* _Exercise objective_: All records below must be retyped exactly.

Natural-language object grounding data
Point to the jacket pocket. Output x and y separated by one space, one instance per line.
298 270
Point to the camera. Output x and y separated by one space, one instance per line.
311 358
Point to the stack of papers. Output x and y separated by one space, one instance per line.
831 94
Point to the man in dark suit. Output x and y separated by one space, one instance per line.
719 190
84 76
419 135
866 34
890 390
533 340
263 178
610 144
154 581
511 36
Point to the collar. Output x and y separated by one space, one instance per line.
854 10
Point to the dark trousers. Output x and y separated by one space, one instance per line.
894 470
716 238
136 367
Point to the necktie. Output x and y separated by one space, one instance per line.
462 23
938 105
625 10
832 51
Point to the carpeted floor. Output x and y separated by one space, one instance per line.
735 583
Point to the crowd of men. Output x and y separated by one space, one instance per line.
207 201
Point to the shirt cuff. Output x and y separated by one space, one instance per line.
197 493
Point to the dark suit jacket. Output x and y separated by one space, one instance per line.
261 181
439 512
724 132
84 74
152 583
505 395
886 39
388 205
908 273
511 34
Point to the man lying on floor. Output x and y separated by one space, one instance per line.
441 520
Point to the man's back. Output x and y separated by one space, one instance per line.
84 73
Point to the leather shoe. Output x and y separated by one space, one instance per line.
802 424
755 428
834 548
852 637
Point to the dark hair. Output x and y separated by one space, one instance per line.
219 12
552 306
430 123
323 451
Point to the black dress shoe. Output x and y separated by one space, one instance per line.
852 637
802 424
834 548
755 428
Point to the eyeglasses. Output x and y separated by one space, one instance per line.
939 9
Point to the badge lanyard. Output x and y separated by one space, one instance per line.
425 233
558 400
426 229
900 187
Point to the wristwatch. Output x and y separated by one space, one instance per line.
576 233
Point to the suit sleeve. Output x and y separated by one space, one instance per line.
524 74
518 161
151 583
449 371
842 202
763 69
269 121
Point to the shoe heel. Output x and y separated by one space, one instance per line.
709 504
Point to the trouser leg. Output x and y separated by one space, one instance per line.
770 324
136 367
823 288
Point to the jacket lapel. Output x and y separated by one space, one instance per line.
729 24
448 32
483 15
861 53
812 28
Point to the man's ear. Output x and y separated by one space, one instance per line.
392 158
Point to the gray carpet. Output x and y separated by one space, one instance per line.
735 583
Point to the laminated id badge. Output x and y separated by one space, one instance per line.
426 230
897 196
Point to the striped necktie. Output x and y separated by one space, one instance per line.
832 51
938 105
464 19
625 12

* _Your solution_:
Point to the jacket pocket. Output x and y separated by one space, one instance per line.
298 270
Point to the camera. Output x and y separated by one space, one instance per line.
311 358
Point to the stack of papers. Output x and y separated by one space, one instance per line.
831 94
Point to the man in dark suit. Output x and y separated by one space, one instance per line.
719 190
84 76
419 135
866 34
890 390
533 340
263 178
610 144
154 581
511 36
Point to the collar. Output x and y separated by one space, one instance per line.
854 10
Point to the dark trousers. Output x and y separated by one space, one instance per line.
894 470
716 238
136 367
Point to the necktie. Output x and y separated by one space, one instance per line.
462 23
938 105
625 10
832 51
Point to the carpeted floor. Output x and y separated by one space, one instance per line.
735 583
Point to the crowd of men. Output x and y separated by one space, one instance per line.
207 201
Point to the shirt cuff. Output x and y separated by one space, one instance per line.
197 493
Point to the dark suit jacket. Output x and y separated by one space, one instance per line.
261 181
439 512
724 132
84 74
152 583
505 395
886 39
388 205
908 273
511 34
Point to the man lying on floor. Output x and y separated by one space, one instance per line.
441 520
Point to the man's back. Output x and y separated by one space, one instance per line.
84 73
Point to the leather shoe. Output x and y separated by one space, one instance per line.
802 424
755 428
834 548
852 637
Point to the dark hair. Output x and y separated by one space, one instance per line.
219 12
552 306
430 123
323 451
Point to the black dress shoe. Output x and y separated by one space, one instance per line.
852 637
802 424
834 548
755 428
Point to the eyeglasses. Output x and y separated by one space, one instance per line.
939 9
Point to the badge lanyard. Output x and y separated by one space, one instance per line.
425 233
558 400
426 229
900 187
Point to the wristwatch. Output x and y separated by one space, one instance per line.
576 233
Point to the suit sleeve. Output x and y separated by one space, one instance per line.
524 74
518 161
151 583
449 371
842 202
763 69
269 121
Point to the shoe heel. Output x and y separated by one space, one instance per line.
709 504
Point to the trouser leg. Output x and y separated by one space, one instance per line.
770 324
136 367
823 288
Point to the jacket lapel. Output x and y separated by one space, one instance per line.
729 24
448 32
483 15
861 53
812 28
Point to the man's ear. Output x and y separated by one space, one instance per line.
392 158
Point to the gray carpet. Output x and y separated by one space, one instance per line.
735 583
Point to the laminated id badge. Output x and y separated by one space, one instance per line.
426 230
897 196
Point to the striped necktie. Output x and y separated by one space, one instance per line.
832 51
938 105
464 19
625 12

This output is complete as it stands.